• **ASSIGNMENT**:
Give every line from the entries that contains "cone".

Segment Start: MATERIALS PROVIDED

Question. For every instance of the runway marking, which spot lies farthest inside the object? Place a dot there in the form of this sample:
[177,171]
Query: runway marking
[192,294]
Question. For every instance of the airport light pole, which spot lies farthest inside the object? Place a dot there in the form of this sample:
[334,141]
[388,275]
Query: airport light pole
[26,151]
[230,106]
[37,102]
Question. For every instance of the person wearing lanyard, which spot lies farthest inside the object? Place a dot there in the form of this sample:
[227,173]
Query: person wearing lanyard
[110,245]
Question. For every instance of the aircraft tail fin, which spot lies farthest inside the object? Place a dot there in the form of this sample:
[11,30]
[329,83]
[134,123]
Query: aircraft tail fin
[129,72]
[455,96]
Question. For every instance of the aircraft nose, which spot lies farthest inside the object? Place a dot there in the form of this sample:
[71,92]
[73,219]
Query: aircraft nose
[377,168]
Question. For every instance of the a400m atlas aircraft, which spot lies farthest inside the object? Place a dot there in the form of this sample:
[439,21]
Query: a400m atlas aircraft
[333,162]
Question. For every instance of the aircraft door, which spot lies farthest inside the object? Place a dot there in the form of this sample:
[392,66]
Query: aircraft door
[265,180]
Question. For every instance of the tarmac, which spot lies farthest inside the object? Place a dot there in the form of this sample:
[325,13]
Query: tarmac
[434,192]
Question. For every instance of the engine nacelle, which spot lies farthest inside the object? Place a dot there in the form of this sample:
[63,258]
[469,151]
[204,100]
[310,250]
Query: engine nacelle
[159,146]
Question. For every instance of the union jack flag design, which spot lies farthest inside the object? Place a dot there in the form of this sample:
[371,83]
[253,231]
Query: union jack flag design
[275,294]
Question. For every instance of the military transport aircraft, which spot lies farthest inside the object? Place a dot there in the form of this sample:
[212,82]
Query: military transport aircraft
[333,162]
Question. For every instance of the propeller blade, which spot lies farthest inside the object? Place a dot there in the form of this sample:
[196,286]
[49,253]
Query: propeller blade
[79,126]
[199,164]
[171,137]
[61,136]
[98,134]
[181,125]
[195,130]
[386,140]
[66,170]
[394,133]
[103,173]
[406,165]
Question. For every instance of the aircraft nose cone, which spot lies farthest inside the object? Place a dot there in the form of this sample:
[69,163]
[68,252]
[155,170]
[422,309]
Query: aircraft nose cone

Segment End: MATERIALS PROVIDED

• **RESPONSE**:
Question. For every instance of the aircraft nose cone, which spot lies farthest inside the object? Place a dot there in the form of this sample:
Query: aircraft nose cone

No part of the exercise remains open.